* begin INFORMATION SHOWN *
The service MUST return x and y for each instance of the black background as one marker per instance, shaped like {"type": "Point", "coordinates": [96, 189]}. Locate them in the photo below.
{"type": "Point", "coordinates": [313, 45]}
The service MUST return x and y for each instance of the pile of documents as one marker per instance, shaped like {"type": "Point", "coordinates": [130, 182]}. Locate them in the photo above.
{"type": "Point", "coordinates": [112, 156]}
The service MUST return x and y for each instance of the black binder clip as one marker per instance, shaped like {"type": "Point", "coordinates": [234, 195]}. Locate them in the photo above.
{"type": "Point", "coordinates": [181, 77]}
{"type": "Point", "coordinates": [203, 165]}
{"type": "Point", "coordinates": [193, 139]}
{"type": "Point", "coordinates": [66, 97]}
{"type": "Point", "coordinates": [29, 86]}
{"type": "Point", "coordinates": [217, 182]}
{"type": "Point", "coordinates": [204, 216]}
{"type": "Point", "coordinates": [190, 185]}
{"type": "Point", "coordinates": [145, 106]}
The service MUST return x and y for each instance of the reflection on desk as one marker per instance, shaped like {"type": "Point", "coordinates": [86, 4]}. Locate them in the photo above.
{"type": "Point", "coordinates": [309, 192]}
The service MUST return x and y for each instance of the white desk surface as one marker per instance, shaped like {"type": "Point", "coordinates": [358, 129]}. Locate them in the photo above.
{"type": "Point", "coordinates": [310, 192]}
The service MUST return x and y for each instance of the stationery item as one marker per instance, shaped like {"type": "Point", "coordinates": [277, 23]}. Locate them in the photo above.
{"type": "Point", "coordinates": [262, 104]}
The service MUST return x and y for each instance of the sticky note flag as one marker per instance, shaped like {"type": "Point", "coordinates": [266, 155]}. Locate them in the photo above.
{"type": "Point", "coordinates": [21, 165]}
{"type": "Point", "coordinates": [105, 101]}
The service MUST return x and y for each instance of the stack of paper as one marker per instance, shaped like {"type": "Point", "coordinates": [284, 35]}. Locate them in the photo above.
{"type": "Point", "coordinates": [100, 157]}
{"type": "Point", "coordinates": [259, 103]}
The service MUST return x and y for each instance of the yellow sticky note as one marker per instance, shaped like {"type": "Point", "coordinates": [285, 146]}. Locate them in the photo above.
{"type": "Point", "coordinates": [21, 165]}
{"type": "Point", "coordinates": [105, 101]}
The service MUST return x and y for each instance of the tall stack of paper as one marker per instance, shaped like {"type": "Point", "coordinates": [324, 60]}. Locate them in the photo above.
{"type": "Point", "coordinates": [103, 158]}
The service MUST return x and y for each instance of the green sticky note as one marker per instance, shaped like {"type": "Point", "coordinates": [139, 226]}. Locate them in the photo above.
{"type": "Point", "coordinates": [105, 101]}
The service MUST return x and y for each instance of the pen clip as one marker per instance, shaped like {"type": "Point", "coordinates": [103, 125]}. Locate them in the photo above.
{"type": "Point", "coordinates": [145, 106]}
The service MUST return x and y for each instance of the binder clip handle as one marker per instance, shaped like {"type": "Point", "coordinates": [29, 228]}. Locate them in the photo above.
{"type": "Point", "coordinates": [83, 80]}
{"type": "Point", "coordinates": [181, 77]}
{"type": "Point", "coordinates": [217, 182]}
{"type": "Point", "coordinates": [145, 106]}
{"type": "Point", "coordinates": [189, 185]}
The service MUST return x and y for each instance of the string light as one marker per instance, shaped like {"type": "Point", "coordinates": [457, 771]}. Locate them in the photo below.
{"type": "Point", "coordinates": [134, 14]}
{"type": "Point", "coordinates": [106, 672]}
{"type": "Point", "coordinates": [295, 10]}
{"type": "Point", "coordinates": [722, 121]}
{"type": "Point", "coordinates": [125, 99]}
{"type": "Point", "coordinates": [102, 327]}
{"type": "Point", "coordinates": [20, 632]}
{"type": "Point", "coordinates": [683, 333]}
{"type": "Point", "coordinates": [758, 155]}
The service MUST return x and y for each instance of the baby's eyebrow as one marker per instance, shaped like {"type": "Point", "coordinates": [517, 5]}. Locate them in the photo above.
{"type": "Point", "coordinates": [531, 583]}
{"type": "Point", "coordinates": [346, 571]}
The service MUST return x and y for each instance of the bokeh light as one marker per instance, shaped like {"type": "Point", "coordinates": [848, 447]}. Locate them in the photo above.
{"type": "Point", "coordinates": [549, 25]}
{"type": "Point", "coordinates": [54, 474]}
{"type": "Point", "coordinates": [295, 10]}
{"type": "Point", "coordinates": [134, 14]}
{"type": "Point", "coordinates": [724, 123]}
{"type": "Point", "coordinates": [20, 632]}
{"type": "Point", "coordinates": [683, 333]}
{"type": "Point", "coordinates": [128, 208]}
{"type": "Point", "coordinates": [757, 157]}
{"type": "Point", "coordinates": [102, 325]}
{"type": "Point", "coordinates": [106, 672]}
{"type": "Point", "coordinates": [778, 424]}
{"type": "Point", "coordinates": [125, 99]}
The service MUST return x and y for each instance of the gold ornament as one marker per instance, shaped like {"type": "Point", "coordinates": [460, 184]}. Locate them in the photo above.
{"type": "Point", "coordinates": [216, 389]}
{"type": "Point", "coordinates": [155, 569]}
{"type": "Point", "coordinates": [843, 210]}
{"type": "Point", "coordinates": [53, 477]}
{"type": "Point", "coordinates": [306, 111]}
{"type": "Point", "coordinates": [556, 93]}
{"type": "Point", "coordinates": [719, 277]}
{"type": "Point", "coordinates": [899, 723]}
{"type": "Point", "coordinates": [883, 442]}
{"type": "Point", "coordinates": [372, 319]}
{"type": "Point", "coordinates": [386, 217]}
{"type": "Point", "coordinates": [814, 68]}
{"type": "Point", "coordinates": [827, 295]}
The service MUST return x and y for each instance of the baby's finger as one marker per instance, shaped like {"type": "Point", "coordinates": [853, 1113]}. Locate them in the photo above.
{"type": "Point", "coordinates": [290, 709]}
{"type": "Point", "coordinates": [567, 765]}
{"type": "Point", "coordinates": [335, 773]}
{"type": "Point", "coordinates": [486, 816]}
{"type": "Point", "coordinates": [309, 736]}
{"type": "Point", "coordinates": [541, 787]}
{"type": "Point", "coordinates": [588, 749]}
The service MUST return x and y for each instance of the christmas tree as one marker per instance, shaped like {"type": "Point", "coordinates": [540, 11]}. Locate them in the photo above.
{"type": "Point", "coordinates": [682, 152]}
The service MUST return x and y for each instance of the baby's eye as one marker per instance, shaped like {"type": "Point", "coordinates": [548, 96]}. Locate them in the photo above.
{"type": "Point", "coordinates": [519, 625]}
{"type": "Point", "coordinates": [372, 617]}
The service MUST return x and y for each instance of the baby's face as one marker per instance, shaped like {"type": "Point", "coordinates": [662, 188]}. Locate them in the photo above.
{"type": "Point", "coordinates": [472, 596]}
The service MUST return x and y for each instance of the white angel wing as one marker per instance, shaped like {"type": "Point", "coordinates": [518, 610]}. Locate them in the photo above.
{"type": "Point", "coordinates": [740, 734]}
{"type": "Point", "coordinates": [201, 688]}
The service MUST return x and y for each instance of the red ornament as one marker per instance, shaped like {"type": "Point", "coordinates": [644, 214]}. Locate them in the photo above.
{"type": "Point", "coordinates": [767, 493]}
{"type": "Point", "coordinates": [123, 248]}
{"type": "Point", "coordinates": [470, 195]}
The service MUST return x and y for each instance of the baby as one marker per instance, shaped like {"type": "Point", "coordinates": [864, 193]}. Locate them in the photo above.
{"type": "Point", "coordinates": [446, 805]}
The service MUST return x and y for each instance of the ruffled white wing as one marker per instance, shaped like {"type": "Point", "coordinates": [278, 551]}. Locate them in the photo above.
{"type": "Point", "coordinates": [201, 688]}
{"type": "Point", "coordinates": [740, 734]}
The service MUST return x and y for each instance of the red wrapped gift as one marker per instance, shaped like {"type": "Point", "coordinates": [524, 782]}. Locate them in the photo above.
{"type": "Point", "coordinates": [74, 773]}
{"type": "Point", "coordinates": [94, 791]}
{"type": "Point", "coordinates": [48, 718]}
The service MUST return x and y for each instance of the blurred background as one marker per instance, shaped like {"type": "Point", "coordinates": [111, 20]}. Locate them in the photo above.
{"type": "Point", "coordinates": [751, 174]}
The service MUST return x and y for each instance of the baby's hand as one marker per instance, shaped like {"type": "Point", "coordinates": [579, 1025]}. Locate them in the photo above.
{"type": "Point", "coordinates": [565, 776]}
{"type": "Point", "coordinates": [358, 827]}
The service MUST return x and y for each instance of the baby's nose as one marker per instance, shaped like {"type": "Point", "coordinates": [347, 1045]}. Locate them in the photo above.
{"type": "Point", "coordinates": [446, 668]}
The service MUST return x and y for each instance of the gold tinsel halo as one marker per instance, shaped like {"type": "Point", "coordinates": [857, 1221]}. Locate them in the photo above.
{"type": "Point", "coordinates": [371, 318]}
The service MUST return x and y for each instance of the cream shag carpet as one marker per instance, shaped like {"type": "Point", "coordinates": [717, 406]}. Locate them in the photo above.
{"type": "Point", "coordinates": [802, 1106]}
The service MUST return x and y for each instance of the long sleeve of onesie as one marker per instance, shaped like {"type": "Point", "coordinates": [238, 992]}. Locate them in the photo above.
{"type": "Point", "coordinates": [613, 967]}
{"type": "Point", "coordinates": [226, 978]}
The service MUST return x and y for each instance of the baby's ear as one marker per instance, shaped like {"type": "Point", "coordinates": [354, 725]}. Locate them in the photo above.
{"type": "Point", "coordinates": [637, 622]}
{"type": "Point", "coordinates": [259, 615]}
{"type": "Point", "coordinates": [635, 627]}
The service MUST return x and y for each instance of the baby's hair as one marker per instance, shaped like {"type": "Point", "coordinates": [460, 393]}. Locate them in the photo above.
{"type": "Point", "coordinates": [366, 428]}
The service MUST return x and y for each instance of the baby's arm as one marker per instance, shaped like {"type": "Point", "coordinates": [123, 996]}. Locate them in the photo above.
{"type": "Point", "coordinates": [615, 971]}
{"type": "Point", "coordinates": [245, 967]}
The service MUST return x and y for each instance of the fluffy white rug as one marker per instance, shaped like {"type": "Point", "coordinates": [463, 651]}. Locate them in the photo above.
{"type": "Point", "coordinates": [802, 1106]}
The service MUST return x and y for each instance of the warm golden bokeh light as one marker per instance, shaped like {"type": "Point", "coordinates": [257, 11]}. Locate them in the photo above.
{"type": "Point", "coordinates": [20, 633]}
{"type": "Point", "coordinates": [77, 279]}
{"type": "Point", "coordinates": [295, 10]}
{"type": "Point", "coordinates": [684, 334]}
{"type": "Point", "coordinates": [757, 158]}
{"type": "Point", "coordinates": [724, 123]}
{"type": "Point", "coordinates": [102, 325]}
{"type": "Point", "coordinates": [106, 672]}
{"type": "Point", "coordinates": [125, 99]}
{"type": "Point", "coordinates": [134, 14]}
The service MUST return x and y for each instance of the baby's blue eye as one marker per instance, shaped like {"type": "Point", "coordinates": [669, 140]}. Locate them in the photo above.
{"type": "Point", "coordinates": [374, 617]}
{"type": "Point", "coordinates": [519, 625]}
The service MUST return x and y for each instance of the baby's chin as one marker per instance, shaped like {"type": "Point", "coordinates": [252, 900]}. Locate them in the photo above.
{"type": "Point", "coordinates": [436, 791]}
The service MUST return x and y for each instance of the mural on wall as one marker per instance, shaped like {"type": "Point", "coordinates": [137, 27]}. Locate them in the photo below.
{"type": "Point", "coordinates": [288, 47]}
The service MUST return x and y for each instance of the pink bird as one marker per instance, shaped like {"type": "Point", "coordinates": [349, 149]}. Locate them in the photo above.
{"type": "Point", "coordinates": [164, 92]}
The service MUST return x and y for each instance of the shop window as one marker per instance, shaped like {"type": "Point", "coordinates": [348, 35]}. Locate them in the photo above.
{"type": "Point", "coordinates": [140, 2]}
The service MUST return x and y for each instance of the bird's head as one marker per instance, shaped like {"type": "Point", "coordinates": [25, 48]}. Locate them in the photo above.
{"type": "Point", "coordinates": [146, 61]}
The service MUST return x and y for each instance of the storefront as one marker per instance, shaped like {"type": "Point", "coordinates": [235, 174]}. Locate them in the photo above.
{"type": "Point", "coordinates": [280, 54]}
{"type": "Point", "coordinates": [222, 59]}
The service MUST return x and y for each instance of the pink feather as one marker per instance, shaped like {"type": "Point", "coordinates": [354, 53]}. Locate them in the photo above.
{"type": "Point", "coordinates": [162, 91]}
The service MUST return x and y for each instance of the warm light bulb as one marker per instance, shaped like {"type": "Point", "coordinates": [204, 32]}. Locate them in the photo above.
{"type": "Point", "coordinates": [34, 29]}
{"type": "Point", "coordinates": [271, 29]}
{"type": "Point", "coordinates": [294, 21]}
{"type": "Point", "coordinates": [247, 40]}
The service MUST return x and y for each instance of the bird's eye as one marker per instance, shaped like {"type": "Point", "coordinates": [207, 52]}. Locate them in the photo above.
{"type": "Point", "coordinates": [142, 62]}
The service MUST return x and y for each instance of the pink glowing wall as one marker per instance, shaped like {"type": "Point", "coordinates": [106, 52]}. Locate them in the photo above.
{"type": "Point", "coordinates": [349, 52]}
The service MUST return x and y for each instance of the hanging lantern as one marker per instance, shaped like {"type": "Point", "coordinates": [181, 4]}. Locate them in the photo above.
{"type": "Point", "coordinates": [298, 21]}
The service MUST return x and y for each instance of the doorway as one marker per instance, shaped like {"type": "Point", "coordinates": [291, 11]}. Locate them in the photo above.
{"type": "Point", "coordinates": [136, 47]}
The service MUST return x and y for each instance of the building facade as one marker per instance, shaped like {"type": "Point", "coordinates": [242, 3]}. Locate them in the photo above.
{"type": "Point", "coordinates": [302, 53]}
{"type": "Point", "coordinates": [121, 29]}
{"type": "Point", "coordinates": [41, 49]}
* end INFORMATION SHOWN *
* _TASK TO CARRY OUT_: Output exactly the lines from the one containing "of the hanging" through the last line of the entries, both ends included.

* _RESULT FOR THIS TASK_:
The service MUST return x and y for each instance of the hanging lantern as one marker per instance, shaped like {"type": "Point", "coordinates": [181, 4]}. Locate them in the photo above.
{"type": "Point", "coordinates": [298, 21]}
The service MUST return x and y for each instance of the doorway as one marker per instance, shaped like {"type": "Point", "coordinates": [291, 11]}. Locate them in the photo above.
{"type": "Point", "coordinates": [136, 47]}
The service MUST return x and y for each instance of the building facade as one marker per instance, shaped like {"type": "Point", "coordinates": [242, 3]}. Locate them in the photo above.
{"type": "Point", "coordinates": [302, 53]}
{"type": "Point", "coordinates": [121, 29]}
{"type": "Point", "coordinates": [41, 49]}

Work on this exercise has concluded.